DOCUMENT SECTION:
────────────────
Security group CSIS has warned internet users to watch out for a Remote Access Trojan (RAT) called Dyreza, which is targeting banks.
Dyreza is the new Trojan in town according to a blog from CSIS, and carries the same sort of risks as GoZeus, the malware that the UK National Crime Agency has been fighting this summer.
CSIS said it has verified five targets being hit by Dyreza: Bank of America, NatWest, Citibank, RBS and Ulster Bank. It added that the primary target seems to be the UK.
Online bankers should watch out for engineered messages that claim to be from a legitimate source but are not, it warns.
The method is apparently random, and infection attempts take a range of forms. Once interacted with these messages can install software on a user's machine.
CSIS said in the blog: "We have been analysing a new piece of banking malware, which is targeting some major online banking services. The code is designed to work similar to Zeus and as most online banking threats it supports browser hooking for Internet Explorer, Chrome and Firefox and harvests data at any point an infected user connects to the targets specified in the malware."
CSIS said it is expecting a new range of attacks and said that they would likely come as fake software update alerts.
"Our intel shows that the group behind these attacks is likely to push or distribute a new campaign as a Flash Player update. We believe this is a new banker Trojan family and not yet another offspring from the Zeus source code."
────────────────
DATA SHOWN:
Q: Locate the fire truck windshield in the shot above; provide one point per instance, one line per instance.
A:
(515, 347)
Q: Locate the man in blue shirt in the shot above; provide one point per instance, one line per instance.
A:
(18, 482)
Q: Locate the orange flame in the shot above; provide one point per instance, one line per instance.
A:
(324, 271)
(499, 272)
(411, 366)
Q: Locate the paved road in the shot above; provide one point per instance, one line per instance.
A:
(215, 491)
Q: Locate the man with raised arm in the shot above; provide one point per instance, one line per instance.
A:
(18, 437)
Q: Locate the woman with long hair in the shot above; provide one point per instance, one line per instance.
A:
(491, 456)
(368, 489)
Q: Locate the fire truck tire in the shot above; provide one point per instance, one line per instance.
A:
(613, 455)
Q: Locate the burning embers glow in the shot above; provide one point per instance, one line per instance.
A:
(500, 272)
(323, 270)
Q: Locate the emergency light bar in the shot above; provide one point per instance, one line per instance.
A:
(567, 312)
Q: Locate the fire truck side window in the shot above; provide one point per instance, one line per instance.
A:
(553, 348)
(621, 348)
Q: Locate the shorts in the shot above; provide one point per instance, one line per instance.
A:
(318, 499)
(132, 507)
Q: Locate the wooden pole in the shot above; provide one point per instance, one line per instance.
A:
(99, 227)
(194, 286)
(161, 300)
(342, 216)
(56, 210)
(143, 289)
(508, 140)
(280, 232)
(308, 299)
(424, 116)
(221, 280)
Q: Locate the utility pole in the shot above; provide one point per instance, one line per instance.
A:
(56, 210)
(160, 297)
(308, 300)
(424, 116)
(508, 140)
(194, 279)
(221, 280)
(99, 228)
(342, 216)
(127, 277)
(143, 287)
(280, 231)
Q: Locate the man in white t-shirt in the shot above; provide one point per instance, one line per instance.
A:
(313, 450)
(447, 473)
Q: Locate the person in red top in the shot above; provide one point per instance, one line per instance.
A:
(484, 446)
────────────────
YOUR GOAL: Sum up the article above on the Dyreza banking Trojan in two sentences.

FINISHED TASK: CSIS has warned that a new Remote Access Trojan called Dyreza is targeting banks, with five verified targets (Bank of America, NatWest, Citibank, RBS and Ulster Bank) and the UK apparently the main target. CSIS believes the malware is a new banker Trojan family rather than another offspring of the Zeus code, says it harvests data through browser hooking in Internet Explorer, Chrome and Firefox, and expects new attacks to arrive as fake software updates such as a Flash Player update.